## Records supplied
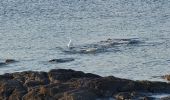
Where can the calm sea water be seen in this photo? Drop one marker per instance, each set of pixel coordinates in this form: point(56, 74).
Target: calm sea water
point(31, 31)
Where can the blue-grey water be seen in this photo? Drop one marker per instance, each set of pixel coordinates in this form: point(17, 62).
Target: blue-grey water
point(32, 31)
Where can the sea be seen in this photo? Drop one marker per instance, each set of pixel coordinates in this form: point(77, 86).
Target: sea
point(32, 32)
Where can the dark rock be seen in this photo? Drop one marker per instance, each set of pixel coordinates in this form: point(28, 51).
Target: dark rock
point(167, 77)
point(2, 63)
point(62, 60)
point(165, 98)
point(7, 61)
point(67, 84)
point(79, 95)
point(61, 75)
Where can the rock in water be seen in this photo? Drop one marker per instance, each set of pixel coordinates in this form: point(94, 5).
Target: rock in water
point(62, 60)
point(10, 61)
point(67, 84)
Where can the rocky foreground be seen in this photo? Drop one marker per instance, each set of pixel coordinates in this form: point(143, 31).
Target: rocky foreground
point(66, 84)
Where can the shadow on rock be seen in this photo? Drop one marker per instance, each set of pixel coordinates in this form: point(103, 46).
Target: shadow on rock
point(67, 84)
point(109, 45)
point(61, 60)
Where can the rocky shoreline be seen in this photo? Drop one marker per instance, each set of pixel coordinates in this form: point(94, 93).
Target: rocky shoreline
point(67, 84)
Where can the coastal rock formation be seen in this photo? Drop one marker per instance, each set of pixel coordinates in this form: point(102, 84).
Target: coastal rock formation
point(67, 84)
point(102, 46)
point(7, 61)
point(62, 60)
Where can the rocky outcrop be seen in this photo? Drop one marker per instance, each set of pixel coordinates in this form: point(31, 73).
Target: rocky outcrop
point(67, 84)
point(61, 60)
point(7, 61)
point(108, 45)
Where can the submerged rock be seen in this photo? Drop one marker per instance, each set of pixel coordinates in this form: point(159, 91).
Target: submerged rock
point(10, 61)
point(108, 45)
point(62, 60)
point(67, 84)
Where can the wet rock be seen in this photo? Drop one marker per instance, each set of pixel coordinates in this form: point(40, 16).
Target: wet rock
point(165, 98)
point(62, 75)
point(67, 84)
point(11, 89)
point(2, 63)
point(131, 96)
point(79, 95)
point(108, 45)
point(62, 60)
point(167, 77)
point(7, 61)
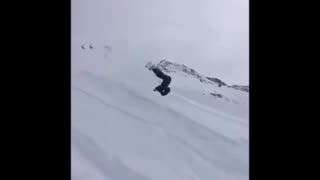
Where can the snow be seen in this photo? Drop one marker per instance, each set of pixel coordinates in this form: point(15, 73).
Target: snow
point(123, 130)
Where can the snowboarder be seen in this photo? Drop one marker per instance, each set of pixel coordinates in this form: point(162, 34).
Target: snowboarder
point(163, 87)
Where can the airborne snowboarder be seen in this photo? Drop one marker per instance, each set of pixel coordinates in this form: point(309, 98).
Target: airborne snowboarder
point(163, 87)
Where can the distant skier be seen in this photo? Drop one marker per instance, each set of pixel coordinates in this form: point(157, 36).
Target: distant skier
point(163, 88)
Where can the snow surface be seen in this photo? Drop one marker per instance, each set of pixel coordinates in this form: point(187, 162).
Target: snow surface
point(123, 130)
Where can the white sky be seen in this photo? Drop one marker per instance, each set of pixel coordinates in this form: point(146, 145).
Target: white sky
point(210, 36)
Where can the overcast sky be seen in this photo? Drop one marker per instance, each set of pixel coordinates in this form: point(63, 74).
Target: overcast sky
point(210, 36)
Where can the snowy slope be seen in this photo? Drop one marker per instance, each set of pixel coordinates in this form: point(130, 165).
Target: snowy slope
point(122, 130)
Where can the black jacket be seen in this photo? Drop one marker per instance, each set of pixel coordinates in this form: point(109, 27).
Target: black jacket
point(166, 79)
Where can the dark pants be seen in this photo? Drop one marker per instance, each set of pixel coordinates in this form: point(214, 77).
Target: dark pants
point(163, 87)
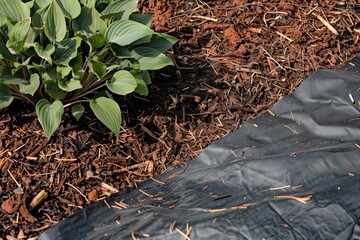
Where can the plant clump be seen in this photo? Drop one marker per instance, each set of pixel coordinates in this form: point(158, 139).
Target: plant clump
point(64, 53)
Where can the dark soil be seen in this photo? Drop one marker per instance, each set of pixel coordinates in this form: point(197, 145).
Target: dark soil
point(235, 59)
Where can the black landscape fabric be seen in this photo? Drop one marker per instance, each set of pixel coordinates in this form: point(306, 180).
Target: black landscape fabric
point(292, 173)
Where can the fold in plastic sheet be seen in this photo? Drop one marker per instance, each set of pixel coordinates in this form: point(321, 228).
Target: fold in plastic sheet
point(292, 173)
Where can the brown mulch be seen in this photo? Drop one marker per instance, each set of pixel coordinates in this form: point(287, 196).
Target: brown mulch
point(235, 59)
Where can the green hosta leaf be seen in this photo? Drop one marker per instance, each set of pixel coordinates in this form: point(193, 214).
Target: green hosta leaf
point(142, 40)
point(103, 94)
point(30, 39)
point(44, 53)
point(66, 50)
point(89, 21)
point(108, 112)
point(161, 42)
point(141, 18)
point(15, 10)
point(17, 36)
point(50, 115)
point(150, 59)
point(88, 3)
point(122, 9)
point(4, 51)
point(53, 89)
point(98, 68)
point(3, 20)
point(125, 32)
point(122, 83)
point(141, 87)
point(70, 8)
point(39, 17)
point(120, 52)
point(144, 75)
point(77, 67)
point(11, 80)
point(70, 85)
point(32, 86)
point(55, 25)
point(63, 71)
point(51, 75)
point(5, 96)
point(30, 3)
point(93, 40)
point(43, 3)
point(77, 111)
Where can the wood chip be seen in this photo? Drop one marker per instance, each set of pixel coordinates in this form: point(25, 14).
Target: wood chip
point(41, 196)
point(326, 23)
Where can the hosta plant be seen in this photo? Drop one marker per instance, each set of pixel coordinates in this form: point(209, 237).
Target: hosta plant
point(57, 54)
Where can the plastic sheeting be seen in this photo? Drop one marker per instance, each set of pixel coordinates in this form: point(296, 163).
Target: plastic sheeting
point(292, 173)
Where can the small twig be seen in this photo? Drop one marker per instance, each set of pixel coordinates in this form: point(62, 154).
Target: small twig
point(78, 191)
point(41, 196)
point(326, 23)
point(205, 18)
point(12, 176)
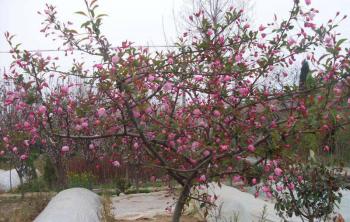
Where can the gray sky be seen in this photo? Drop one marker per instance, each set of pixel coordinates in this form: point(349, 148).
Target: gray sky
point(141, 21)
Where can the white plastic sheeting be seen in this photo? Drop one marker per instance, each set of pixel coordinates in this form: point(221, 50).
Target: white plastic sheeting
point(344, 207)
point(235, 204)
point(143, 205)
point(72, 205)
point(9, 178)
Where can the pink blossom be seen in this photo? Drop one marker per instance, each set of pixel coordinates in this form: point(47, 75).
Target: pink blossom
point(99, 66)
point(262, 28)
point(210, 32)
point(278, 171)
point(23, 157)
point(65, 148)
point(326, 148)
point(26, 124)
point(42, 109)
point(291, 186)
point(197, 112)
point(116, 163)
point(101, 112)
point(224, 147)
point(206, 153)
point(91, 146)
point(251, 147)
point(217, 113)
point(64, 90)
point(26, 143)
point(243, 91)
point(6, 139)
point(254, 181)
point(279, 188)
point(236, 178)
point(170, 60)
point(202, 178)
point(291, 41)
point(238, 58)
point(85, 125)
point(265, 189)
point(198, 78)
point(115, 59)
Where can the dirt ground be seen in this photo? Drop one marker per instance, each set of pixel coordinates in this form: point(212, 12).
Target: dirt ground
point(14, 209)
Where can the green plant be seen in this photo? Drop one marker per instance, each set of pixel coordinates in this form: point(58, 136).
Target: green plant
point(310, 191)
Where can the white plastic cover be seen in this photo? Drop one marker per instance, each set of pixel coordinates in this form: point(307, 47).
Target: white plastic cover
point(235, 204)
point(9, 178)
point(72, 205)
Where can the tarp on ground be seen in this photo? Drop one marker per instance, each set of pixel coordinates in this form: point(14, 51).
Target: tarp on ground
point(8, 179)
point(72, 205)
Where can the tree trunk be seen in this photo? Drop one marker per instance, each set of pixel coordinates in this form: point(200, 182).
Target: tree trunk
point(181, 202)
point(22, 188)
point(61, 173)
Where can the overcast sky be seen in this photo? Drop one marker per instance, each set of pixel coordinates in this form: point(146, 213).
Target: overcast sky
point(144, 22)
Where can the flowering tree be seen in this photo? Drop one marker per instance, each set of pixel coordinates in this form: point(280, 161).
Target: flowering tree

## What this task involves
Print the data verbatim, starting at the line that contains "Where can the snow be" and ending after the line that contains "point(122, 130)", with both of those lines included.

## Response to this exercise
Where can the snow be seen in this photo? Drop one marker per instance, each set of pixel coordinates in this form: point(15, 73).
Target: snow
point(123, 130)
Where can the snowboarder be seen in this photo? Drop one marker per instance, each set of pixel coordinates in this form: point(162, 34).
Target: snowboarder
point(163, 87)
Where can the airborne snowboarder be seen in this photo? Drop one marker per instance, each set of pixel coordinates in this form: point(309, 98).
Target: airborne snowboarder
point(163, 87)
Where can the distant skier be seen in this photo? Drop one marker per instance, each set of pixel coordinates in this form: point(157, 36).
Target: distant skier
point(163, 88)
Where can the snow surface be seen in this photo? Drop one marker per instance, each set of pixel coordinates in this form: point(187, 162).
Target: snow surface
point(123, 130)
Where can the white sky be seen in this photo? Drop one marker per instance, each set of pixel coordinates in this form: point(146, 145).
Target: white sky
point(210, 36)
Where can the overcast sky be seen in this photo? Drop one marker per instance, each set of pixel coordinates in this form: point(63, 74).
Target: overcast sky
point(210, 36)
Where can the snowy slope be seen in this photo? Drop one marker per instance, each set of pixel coordinates in this form: point(130, 165).
Target: snowy slope
point(122, 130)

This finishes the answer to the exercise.